WRITTEN REQUEST: Find each line in the listing below that contains the word "tall" and copy those lines.

★ ★ ★ ★ ★

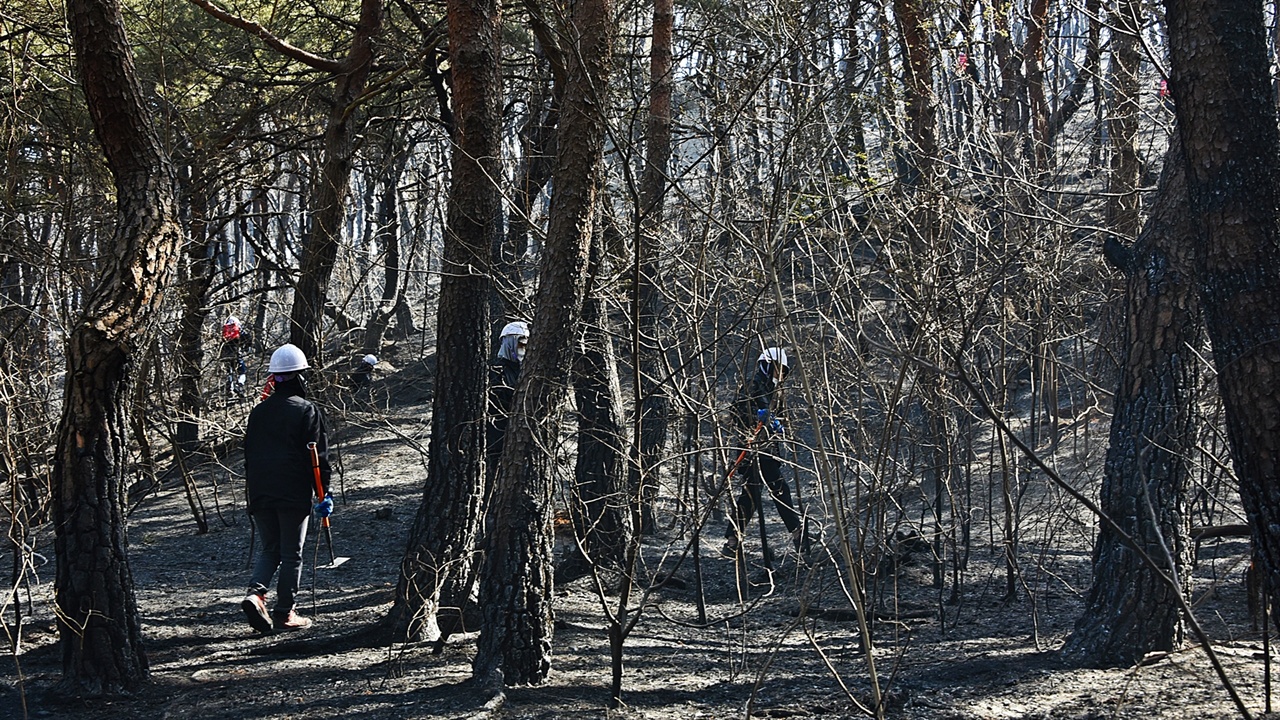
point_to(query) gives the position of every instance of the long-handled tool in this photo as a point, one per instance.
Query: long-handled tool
(320, 495)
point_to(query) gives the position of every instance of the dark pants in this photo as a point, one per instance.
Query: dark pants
(283, 533)
(752, 470)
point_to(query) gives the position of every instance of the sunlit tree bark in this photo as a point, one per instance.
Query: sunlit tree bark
(516, 580)
(97, 618)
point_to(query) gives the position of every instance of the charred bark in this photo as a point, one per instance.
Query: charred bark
(1226, 119)
(653, 400)
(437, 565)
(97, 619)
(516, 582)
(1133, 610)
(329, 197)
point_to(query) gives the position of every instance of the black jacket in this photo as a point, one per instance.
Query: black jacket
(754, 396)
(278, 472)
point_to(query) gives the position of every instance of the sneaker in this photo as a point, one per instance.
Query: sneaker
(292, 621)
(255, 611)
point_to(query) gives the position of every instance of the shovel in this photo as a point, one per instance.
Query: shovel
(324, 522)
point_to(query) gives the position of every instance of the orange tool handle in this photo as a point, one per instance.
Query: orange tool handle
(315, 470)
(740, 455)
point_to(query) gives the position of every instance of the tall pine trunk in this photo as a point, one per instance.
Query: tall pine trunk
(437, 565)
(329, 200)
(1130, 609)
(516, 582)
(649, 387)
(1226, 118)
(97, 618)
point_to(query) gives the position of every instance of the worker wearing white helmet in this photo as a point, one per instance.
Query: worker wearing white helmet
(279, 479)
(503, 376)
(757, 413)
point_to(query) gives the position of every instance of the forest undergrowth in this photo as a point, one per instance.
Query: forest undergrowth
(772, 645)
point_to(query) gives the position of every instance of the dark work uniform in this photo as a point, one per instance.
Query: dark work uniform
(279, 482)
(760, 463)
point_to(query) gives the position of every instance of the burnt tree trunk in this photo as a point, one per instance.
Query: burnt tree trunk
(600, 500)
(193, 295)
(387, 235)
(1132, 610)
(329, 197)
(438, 560)
(1123, 126)
(516, 582)
(99, 629)
(1226, 118)
(647, 345)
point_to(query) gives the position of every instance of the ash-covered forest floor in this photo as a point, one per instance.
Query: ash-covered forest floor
(790, 650)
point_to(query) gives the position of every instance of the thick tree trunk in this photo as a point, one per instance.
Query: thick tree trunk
(97, 616)
(1037, 106)
(1132, 610)
(920, 101)
(1228, 122)
(388, 240)
(439, 556)
(329, 197)
(516, 580)
(647, 343)
(600, 501)
(192, 295)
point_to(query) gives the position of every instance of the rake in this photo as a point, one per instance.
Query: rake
(334, 561)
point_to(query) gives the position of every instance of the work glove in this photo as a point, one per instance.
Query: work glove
(325, 506)
(768, 420)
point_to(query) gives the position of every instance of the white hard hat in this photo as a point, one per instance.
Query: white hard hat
(288, 359)
(517, 328)
(776, 355)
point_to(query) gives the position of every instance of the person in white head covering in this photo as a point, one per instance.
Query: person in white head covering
(757, 413)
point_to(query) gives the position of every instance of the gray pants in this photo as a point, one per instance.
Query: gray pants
(283, 533)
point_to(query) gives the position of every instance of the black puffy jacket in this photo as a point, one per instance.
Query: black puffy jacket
(277, 461)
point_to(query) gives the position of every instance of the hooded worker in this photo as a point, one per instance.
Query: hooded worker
(757, 414)
(503, 376)
(279, 478)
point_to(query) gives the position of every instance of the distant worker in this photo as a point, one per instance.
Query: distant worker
(503, 376)
(279, 481)
(757, 413)
(236, 340)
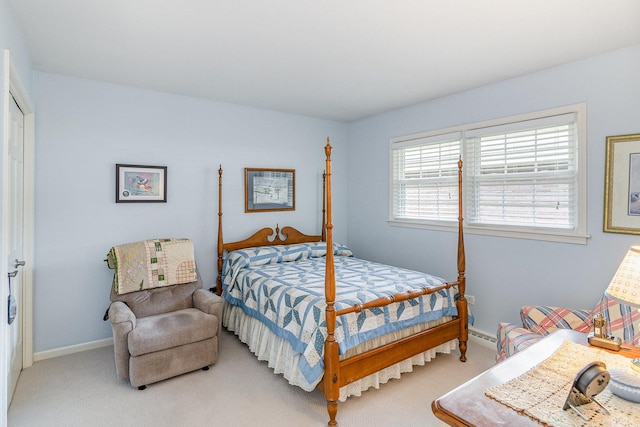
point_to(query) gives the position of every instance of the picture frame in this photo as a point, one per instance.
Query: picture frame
(268, 190)
(141, 184)
(622, 184)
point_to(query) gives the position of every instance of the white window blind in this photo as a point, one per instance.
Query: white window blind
(523, 174)
(524, 177)
(425, 178)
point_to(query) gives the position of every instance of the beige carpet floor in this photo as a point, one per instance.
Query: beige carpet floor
(82, 390)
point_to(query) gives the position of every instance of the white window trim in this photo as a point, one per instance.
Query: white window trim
(577, 236)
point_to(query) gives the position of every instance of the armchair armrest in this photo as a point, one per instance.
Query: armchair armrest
(543, 319)
(120, 313)
(123, 321)
(209, 303)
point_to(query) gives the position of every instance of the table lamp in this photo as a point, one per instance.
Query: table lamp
(625, 288)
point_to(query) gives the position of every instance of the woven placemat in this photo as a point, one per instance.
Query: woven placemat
(541, 392)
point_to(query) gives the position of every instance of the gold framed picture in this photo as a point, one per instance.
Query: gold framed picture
(622, 184)
(269, 190)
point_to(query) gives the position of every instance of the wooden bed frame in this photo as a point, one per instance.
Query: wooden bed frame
(338, 373)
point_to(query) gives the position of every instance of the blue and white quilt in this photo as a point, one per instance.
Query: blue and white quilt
(283, 287)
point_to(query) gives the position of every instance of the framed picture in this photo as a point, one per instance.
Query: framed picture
(269, 190)
(136, 183)
(622, 185)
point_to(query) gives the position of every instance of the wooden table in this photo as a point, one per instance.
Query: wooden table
(467, 405)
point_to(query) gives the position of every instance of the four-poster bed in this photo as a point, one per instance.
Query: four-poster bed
(392, 317)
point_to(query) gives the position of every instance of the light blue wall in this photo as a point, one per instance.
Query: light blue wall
(503, 273)
(84, 128)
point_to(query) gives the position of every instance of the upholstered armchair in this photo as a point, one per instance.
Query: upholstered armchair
(623, 321)
(164, 332)
(161, 330)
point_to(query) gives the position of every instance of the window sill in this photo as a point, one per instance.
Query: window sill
(452, 226)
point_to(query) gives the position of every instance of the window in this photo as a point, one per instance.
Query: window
(523, 177)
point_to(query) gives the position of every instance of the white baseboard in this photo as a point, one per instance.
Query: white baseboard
(63, 351)
(483, 338)
(476, 335)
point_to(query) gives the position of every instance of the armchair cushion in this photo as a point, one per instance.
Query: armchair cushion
(537, 321)
(168, 330)
(545, 319)
(512, 338)
(159, 300)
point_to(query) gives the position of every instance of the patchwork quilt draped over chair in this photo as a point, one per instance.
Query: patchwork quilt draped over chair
(538, 321)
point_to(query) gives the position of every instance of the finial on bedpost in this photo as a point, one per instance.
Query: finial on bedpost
(327, 149)
(220, 239)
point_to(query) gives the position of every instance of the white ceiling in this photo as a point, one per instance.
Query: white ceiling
(334, 59)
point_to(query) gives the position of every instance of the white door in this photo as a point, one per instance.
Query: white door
(15, 240)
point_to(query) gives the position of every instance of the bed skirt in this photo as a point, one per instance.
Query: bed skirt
(280, 357)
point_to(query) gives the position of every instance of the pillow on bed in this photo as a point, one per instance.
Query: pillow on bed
(262, 255)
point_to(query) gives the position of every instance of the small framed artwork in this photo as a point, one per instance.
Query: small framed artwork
(136, 183)
(622, 184)
(269, 190)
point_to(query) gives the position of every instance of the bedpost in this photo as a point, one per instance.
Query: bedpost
(220, 240)
(461, 304)
(331, 363)
(324, 206)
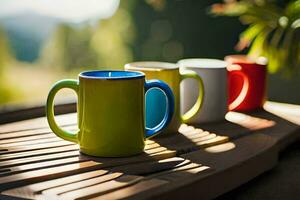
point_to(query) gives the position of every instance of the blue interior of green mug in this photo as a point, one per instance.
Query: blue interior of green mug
(111, 74)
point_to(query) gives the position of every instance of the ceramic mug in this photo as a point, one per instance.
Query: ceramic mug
(155, 102)
(111, 112)
(214, 75)
(256, 72)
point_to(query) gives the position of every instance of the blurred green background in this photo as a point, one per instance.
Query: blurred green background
(37, 50)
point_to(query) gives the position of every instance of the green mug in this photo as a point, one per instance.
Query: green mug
(111, 112)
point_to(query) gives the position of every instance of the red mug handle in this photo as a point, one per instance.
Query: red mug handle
(236, 70)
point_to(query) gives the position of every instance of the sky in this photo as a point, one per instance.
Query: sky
(68, 10)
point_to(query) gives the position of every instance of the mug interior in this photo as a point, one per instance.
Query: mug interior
(111, 74)
(151, 66)
(203, 63)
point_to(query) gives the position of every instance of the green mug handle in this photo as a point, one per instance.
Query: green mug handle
(66, 135)
(196, 107)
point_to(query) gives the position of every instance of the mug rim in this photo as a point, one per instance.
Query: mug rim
(123, 75)
(151, 66)
(244, 59)
(203, 63)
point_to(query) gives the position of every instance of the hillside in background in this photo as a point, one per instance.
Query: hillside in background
(27, 33)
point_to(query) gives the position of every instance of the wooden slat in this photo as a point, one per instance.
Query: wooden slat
(61, 185)
(37, 123)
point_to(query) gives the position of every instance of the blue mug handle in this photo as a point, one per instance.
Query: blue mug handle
(150, 132)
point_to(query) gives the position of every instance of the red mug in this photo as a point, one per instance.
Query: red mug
(248, 90)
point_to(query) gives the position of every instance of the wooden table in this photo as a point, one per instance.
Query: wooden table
(200, 162)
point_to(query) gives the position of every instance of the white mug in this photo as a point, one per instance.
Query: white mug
(214, 75)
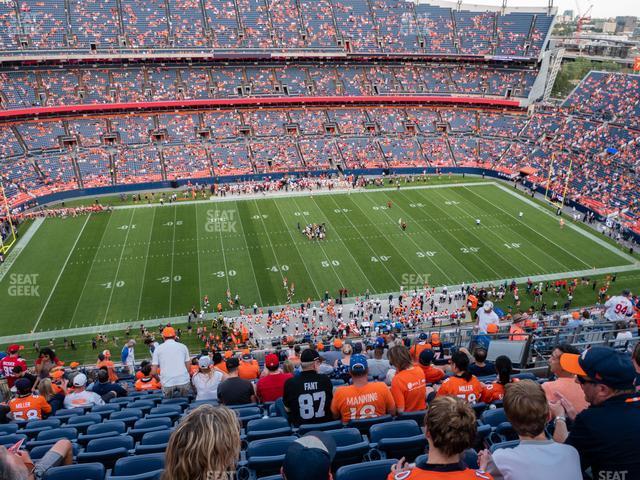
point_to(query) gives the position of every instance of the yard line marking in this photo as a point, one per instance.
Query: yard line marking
(341, 240)
(86, 280)
(275, 257)
(224, 259)
(253, 270)
(416, 244)
(369, 245)
(315, 287)
(55, 285)
(333, 268)
(200, 296)
(146, 261)
(585, 233)
(26, 337)
(173, 249)
(491, 231)
(22, 243)
(115, 280)
(534, 245)
(479, 257)
(549, 240)
(305, 193)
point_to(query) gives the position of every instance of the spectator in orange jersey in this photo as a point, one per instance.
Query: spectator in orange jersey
(431, 374)
(495, 391)
(422, 344)
(28, 406)
(463, 384)
(147, 381)
(219, 363)
(249, 368)
(517, 332)
(408, 387)
(363, 399)
(450, 427)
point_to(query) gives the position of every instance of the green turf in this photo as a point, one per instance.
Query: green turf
(135, 264)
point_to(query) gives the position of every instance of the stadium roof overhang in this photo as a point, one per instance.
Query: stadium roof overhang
(35, 113)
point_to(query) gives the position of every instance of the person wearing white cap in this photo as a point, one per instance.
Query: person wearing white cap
(207, 380)
(80, 397)
(486, 316)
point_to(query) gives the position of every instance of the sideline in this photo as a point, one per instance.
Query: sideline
(20, 245)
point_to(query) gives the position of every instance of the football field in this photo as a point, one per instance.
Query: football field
(148, 262)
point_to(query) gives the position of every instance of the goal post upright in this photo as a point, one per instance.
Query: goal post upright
(6, 244)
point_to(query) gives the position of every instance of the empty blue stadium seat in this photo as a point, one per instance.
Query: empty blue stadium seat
(8, 428)
(509, 444)
(493, 417)
(88, 471)
(147, 425)
(402, 438)
(376, 470)
(34, 427)
(417, 416)
(106, 410)
(8, 440)
(267, 428)
(65, 413)
(128, 415)
(138, 464)
(82, 423)
(265, 457)
(154, 442)
(351, 446)
(106, 450)
(319, 427)
(144, 405)
(364, 424)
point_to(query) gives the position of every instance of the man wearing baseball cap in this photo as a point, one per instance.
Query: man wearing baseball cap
(607, 433)
(271, 386)
(307, 397)
(363, 399)
(309, 458)
(172, 358)
(10, 361)
(80, 397)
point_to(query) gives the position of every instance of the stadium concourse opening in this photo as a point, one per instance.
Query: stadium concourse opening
(307, 240)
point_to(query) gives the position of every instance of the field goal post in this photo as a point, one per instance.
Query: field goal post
(554, 199)
(6, 242)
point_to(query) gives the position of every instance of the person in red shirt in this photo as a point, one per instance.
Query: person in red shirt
(271, 386)
(28, 406)
(10, 361)
(450, 429)
(431, 374)
(408, 387)
(495, 391)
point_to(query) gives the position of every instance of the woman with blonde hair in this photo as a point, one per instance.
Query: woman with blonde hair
(341, 366)
(204, 446)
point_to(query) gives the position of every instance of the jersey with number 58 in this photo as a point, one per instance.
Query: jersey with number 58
(618, 308)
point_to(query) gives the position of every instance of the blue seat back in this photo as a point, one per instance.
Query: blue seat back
(87, 471)
(58, 433)
(493, 417)
(376, 470)
(397, 429)
(138, 464)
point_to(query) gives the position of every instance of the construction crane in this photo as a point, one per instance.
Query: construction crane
(583, 16)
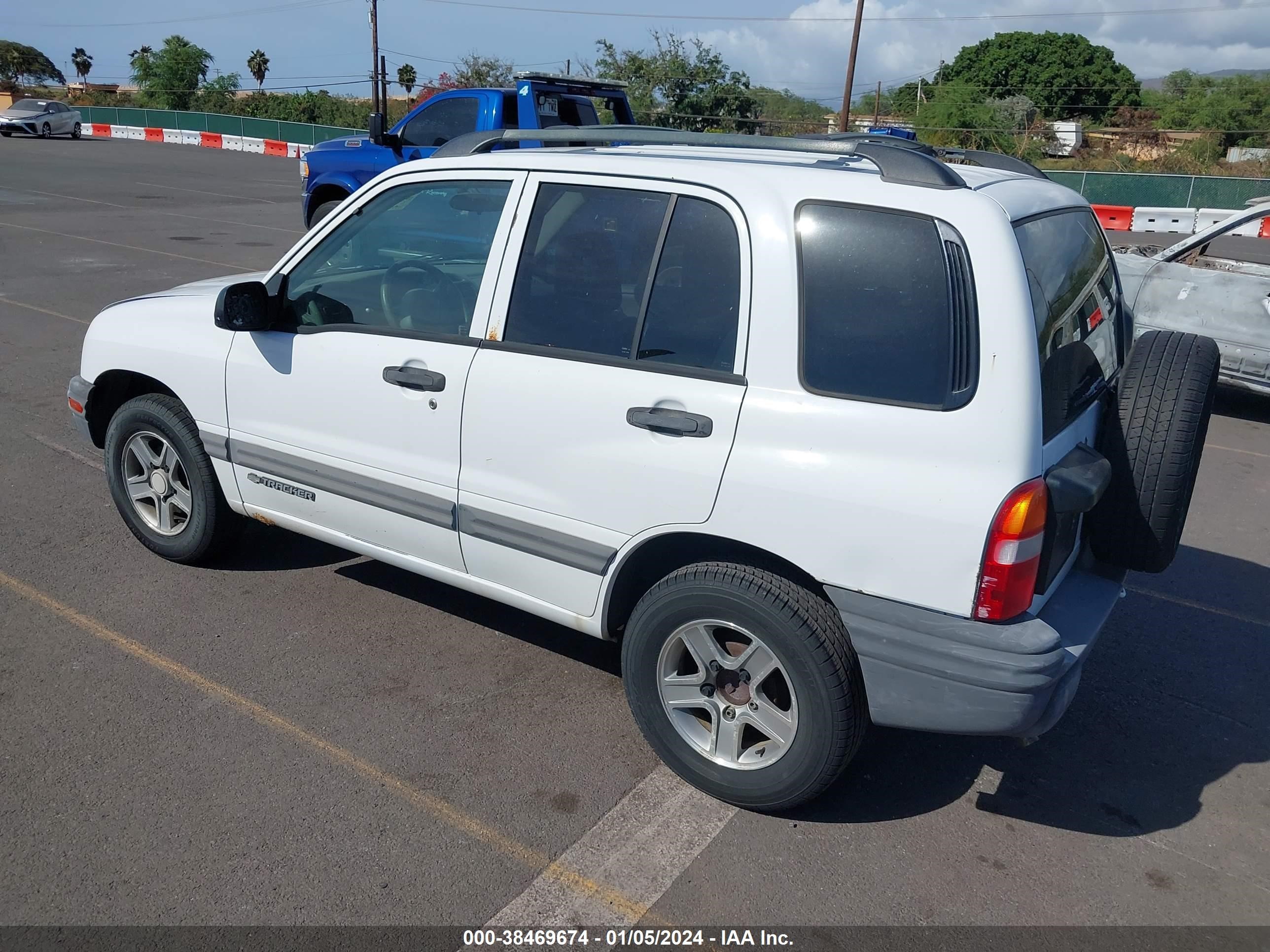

★ ★ ★ ★ ★

OUTPUT FOR THIS TASK:
point_to(query) gives the position of every instance of the tall pine trunk in this photo as a point, one per instance.
Query: tall pine trunk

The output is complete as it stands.